─── Data to use
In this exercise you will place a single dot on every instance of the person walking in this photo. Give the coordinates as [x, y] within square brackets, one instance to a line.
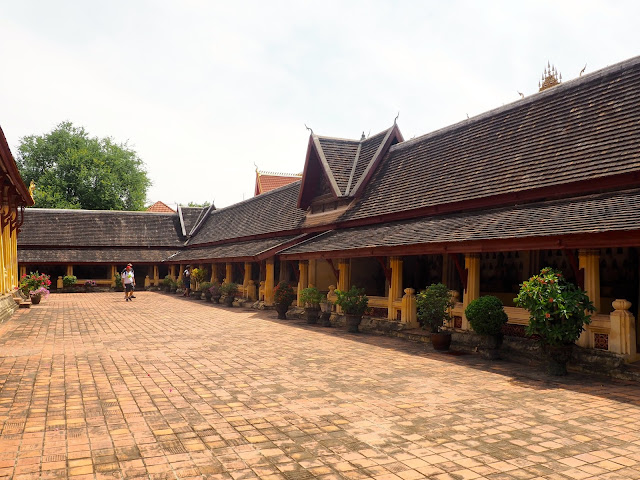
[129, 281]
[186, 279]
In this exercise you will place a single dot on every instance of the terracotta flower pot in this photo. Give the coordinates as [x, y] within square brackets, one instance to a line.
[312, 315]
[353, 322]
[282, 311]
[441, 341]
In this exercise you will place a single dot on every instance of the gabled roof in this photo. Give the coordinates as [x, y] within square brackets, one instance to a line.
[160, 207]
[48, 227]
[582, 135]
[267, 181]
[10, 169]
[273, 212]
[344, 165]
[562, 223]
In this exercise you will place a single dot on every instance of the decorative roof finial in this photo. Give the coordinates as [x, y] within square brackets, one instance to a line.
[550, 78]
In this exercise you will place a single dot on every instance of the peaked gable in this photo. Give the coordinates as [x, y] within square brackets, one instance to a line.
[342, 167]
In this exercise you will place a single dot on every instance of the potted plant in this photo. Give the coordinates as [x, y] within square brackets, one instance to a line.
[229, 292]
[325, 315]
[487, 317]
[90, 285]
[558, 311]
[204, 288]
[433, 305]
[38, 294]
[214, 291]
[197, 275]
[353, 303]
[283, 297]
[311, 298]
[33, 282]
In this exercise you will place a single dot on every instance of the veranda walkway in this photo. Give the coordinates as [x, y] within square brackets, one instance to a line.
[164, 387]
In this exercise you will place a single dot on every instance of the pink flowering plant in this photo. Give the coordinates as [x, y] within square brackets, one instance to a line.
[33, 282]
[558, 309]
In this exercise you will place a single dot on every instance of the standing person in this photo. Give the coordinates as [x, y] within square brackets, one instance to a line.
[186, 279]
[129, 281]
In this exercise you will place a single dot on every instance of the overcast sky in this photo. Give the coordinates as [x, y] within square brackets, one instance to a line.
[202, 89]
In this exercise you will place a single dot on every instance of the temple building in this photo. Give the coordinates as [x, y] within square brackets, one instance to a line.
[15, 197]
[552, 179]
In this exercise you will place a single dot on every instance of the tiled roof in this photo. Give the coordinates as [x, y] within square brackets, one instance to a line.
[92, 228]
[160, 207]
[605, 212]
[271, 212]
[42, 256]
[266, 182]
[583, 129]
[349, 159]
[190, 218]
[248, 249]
──────
─── Data to use
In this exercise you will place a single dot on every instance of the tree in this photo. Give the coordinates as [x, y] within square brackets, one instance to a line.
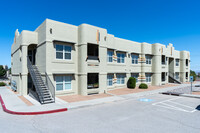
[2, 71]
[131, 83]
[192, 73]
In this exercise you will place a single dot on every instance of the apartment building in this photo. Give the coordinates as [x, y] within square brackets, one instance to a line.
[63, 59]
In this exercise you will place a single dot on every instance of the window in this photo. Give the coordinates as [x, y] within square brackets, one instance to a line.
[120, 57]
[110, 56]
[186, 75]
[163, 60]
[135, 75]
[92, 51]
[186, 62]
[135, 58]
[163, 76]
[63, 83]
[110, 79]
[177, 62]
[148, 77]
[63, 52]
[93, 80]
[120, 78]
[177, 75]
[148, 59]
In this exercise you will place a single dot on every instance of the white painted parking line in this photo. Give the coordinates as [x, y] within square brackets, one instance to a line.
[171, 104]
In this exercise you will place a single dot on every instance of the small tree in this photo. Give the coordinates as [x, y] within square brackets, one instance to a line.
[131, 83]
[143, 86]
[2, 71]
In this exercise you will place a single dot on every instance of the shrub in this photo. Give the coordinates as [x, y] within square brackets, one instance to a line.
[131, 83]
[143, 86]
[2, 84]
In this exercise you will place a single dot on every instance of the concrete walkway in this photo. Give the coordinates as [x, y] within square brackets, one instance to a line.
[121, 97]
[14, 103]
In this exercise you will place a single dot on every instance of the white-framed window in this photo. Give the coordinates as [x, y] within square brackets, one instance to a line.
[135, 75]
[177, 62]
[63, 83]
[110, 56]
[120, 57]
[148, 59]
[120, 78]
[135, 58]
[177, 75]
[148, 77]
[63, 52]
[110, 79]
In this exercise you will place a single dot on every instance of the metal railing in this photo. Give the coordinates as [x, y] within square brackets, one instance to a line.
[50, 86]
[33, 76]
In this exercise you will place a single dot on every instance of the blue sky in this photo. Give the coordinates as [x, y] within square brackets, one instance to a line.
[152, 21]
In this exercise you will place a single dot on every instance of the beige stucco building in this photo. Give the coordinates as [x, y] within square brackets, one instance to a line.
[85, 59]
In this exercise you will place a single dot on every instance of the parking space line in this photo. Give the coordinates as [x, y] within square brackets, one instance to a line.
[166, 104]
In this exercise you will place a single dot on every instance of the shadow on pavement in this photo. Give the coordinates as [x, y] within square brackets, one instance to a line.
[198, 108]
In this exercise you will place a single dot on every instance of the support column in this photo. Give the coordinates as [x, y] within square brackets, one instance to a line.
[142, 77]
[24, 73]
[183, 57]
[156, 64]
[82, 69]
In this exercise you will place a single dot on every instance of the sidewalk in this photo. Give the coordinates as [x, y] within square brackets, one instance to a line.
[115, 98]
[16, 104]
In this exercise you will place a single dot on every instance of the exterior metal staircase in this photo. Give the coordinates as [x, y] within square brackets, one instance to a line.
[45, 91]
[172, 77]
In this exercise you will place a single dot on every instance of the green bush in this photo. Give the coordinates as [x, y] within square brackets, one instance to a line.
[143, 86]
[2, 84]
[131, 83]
──────
─── Data to use
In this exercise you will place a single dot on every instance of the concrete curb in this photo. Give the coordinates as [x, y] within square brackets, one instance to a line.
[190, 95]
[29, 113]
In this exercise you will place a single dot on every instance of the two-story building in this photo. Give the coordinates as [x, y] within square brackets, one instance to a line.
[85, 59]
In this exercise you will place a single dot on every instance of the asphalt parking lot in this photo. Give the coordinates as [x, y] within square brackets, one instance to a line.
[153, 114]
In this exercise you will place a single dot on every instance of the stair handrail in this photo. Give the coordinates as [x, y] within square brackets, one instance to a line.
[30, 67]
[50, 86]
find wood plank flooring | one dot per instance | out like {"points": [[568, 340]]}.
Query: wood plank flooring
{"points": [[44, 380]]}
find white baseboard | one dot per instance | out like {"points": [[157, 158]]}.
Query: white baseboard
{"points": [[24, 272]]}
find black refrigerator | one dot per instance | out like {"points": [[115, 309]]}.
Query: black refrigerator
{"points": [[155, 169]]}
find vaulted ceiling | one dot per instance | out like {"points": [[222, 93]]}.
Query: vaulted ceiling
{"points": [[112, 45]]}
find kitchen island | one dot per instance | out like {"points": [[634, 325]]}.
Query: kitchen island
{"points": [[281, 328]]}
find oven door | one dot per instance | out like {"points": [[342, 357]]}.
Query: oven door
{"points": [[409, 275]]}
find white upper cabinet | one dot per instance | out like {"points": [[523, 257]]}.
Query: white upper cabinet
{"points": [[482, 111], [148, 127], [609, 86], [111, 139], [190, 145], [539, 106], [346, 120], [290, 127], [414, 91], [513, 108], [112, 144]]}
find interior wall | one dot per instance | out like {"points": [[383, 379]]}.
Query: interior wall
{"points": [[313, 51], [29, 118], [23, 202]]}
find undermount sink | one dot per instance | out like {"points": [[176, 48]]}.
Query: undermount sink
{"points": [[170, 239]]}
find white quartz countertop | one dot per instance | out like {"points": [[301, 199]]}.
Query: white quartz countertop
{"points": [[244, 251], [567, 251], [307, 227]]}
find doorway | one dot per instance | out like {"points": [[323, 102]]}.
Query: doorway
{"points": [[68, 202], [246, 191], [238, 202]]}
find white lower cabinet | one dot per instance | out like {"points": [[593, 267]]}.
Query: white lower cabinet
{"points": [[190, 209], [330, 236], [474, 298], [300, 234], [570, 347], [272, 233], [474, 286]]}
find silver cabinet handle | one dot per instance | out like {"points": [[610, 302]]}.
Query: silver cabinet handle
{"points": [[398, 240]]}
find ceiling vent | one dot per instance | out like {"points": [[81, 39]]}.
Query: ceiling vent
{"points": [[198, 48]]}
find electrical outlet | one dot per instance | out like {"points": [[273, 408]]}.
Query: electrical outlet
──────
▸ Work to be completed: Bring together every line in the entries that holds the string "outlet".

▸ Answer:
find electrical outlet | one dot per instance | out like {"points": [[273, 408]]}.
Query: electrical outlet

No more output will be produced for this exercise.